## EXERCISE GOAL
Can you quote each line of the listing below word for word, leaving out the pictures?

Object point labels
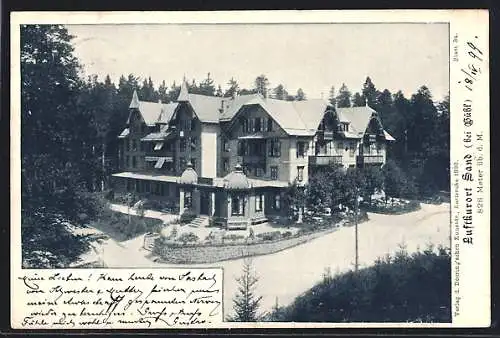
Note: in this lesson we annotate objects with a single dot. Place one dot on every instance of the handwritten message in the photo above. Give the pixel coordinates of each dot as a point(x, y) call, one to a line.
point(118, 298)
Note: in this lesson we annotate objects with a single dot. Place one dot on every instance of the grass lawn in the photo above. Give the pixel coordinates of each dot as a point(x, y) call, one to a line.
point(120, 227)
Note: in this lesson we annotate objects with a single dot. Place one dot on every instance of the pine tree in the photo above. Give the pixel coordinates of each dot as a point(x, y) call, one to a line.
point(246, 302)
point(56, 156)
point(344, 97)
point(207, 86)
point(301, 96)
point(358, 100)
point(219, 91)
point(162, 92)
point(332, 98)
point(279, 92)
point(261, 85)
point(233, 89)
point(369, 92)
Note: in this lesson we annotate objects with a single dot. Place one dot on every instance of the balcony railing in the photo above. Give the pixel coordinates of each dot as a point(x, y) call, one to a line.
point(325, 135)
point(325, 160)
point(205, 180)
point(370, 159)
point(252, 159)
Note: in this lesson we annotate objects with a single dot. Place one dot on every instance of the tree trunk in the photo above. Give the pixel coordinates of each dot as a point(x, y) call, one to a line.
point(103, 164)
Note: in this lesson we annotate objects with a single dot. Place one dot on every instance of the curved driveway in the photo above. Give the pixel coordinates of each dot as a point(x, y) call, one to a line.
point(285, 275)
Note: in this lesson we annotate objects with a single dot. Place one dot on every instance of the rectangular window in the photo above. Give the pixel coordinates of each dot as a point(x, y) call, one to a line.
point(277, 202)
point(258, 202)
point(158, 145)
point(301, 149)
point(182, 145)
point(275, 148)
point(339, 147)
point(188, 200)
point(259, 172)
point(244, 125)
point(257, 124)
point(300, 173)
point(241, 148)
point(269, 124)
point(237, 205)
point(225, 145)
point(352, 149)
point(183, 163)
point(274, 173)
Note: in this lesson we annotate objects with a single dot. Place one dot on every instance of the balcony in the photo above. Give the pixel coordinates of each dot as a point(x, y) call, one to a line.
point(325, 135)
point(252, 159)
point(325, 160)
point(370, 159)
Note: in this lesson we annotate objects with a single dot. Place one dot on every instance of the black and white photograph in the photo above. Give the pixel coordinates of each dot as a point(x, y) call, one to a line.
point(310, 162)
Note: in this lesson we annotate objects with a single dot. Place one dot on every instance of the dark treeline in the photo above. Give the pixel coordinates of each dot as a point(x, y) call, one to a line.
point(69, 129)
point(420, 126)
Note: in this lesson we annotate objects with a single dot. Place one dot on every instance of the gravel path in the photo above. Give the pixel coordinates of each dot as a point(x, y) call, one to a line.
point(289, 273)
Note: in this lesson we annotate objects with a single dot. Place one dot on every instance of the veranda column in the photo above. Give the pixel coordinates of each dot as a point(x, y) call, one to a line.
point(181, 201)
point(212, 203)
point(229, 200)
point(196, 200)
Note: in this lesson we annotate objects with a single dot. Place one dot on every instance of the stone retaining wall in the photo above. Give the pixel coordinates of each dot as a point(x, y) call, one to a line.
point(222, 252)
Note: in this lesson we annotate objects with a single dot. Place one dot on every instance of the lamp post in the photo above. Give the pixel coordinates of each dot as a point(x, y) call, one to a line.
point(129, 201)
point(356, 208)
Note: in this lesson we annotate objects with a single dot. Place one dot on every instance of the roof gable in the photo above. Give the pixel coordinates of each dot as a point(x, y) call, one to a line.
point(357, 117)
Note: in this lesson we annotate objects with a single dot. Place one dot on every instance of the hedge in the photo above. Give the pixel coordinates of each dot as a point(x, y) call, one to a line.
point(399, 288)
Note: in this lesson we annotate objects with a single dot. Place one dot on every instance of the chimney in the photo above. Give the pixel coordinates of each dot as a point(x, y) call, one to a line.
point(221, 106)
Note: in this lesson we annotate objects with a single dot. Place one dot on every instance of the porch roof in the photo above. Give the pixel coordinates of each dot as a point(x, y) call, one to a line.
point(254, 183)
point(148, 177)
point(252, 136)
point(217, 181)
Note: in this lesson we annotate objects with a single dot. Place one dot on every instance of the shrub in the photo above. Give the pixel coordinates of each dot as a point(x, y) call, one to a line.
point(233, 237)
point(399, 288)
point(187, 216)
point(154, 204)
point(269, 236)
point(393, 209)
point(188, 237)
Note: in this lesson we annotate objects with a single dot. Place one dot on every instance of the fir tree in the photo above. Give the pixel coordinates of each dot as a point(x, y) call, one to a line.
point(246, 302)
point(344, 97)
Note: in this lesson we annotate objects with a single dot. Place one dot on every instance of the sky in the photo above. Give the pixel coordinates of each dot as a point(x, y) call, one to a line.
point(313, 57)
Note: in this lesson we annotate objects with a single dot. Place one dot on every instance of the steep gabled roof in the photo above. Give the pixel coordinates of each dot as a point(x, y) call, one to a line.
point(311, 111)
point(299, 118)
point(167, 112)
point(234, 105)
point(207, 108)
point(153, 112)
point(358, 118)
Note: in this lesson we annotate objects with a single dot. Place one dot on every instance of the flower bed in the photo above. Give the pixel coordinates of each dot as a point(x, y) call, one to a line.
point(209, 253)
point(393, 208)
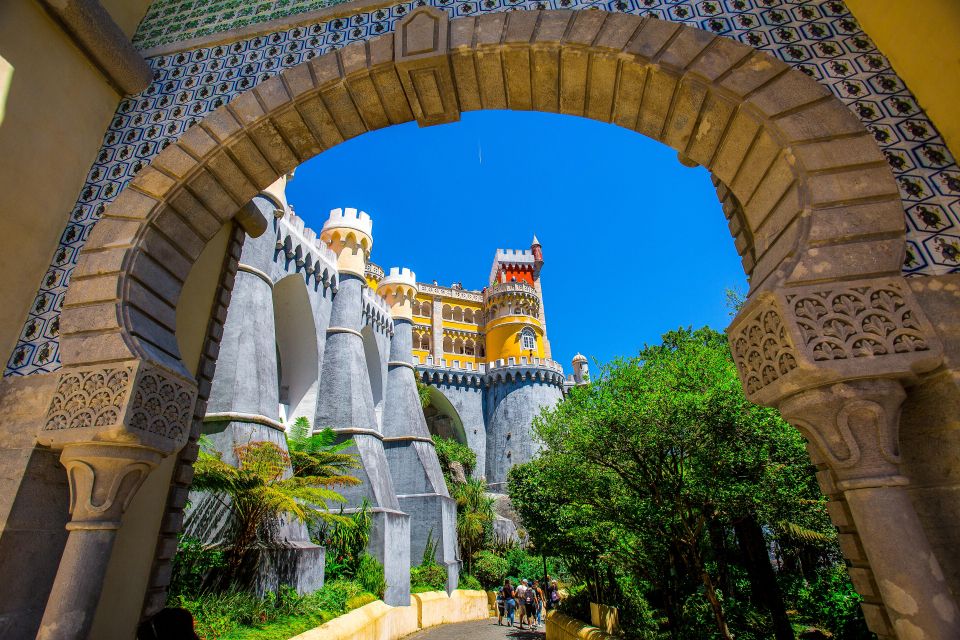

## WRITTEN ANSWER
Note: in this lesson we annotate objects with a single dot. Place one dot on every instance of the handwritten message in the photo above. Give the pixel coordinates of each dot as a point(x, y) call, one to a line.
point(118, 298)
Note: in this lesson we annotate objects with a single dot. Place one dot on every instance of the grass lawn in the photo above. Give the pixel coordinates of each dot as a point(x, y) call, one to a line.
point(120, 227)
Note: in this lesson we annotate objects with a single dot. Place one dot on every instance of the pine tree in the photo above. Give the pixel coordinates of each dot as a point(x, y) call, one to a line.
point(246, 302)
point(56, 156)
point(344, 97)
point(207, 86)
point(301, 96)
point(358, 100)
point(219, 91)
point(162, 92)
point(332, 98)
point(279, 92)
point(261, 85)
point(233, 89)
point(369, 92)
Note: in this lesson we annotate objects with a single dot. Place one dot on every instance of the balcony railing in the photo above. Give the pixel coordinates of each dot as a point(x, y) call, one to a line.
point(325, 135)
point(325, 160)
point(205, 180)
point(370, 159)
point(252, 159)
Note: in this lesson we annotate objects with a single dot. Place one dot on every instance of the tree trunk in the photo above. Give the pixel coordinates of each dot as a point(x, y) call, one to a line.
point(103, 164)
Note: in this lesson we annotate objects with a single dot. Place one dot on every instance of the curved driveway in the photo above. Give the pixel coordinates of each dot as a point(x, y) call, one to a line.
point(285, 275)
Note: in this lesson we annotate objects with a single dot. Place one dot on every instance of the rectangular window in the photo above. Give the pixel coordinates of each dot as a point(x, y) call, one to a line.
point(277, 202)
point(258, 202)
point(158, 145)
point(301, 149)
point(182, 145)
point(275, 148)
point(339, 147)
point(188, 200)
point(259, 172)
point(244, 125)
point(257, 124)
point(300, 173)
point(241, 148)
point(269, 124)
point(237, 205)
point(225, 145)
point(352, 149)
point(183, 163)
point(274, 173)
Note: in this lesson we annotate objects with a single dot. Place one dot on every instance of the balcony in the photo above. Give the pixel coordinates of each dot as a point(x, y) call, one to a line.
point(325, 135)
point(252, 159)
point(325, 160)
point(370, 159)
Note: in this lesson we annotate objects with a single dot. Place one dot on every instance of the black and white photograph in the photo above. Give the pixel coordinates of each dot as a point(x, y) call, one to a line.
point(310, 162)
Note: in this lesson we annotate objects with a single dot. Place one dot on every instance of the dark treeline in the photo above. Give the pixel coordinates of each dot as a point(x, y) call, one to a line.
point(69, 129)
point(420, 126)
Note: in this lesson we annotate objects with a single dot. Place one dot on every instance of the gravel path in the photo above. Give the pixel coordinates of each dot as a point(x, y) call, one to a line.
point(289, 273)
Note: in this lesson we annotate objects with a single dot. Place one dot on every instance of the veranda column in the photo above. Give the pixel coordinates of each dot as a point(x, y) call, one to a line.
point(181, 201)
point(212, 203)
point(229, 200)
point(196, 200)
Note: in this lesson we annotate objects with a single dot. Place one dot on every instance of the stone retaining wall in the photo above. Give the pixel coordinates of each dot as a point(x, y) call, one to a line.
point(222, 252)
Note: in this lesson we annotate objects with a single dot. Place one dot on every instance of the lamp post in the photo above. Give the pixel coordinates of each dot as a point(x, y) call, one to a line.
point(129, 201)
point(356, 208)
Note: in this lesson we annotate objects with a single dot. Place one dot on every instance of the roof gable in the photo above. Give the pixel coordinates of each dot as a point(x, y) call, one to a line.
point(357, 117)
Note: in this lesson we annotate objects with a single dot. Place one dot on every instance of the hedge in the photo above. Give the pixel coordinates of each dot as a point(x, y) call, one to a line.
point(399, 288)
Note: in this lesson we annotate objects with a single dot. Place one dot on every instance of the chimney in the photo above. Give the pixel coordinates of each dot as a point(x, y) call, one to a line.
point(221, 106)
Note: in this lesson we annotate objects with a single dot. Place one dot on every instance of the porch roof in the photo above. Give the pixel coordinates of each dot as a point(x, y) call, one to a line.
point(254, 183)
point(148, 177)
point(252, 136)
point(217, 181)
Note: in this lesson we annotate objects with a single dot. Place one dot on every instance of the shrub in the photo above. Give the pixel coordinates of each dot as a point(x, y) call, one to a line.
point(233, 237)
point(399, 288)
point(187, 216)
point(154, 204)
point(269, 236)
point(393, 209)
point(188, 237)
Note: in this lesson we annotate objects with a single dot. Place one dot on every instance of the fir tree in the photo above. Give the pixel coordinates of each dot as a point(x, y) call, one to a line.
point(246, 302)
point(344, 97)
Note: in this lesson we annotate objects with a single dot. Place one dot on every instance of the sky in the photo above. Give the pixel coordinates of each dot as a point(x, y) call, one to a line.
point(313, 57)
Note: in this lesson we annotate objects with a single dot. Place one dot on every instance of the steep gabled roof in the photo above. Give the pixel coordinates of each dot as a point(x, y) call, one to a line.
point(311, 111)
point(299, 118)
point(167, 112)
point(234, 105)
point(207, 108)
point(153, 112)
point(358, 118)
Note: in this lesson we annotate objects with a single dot. Place one dot on every instance of the flower bed in the photo above. Give the pixel coordinates of each dot as a point(x, y) call, one to a line.
point(209, 253)
point(393, 208)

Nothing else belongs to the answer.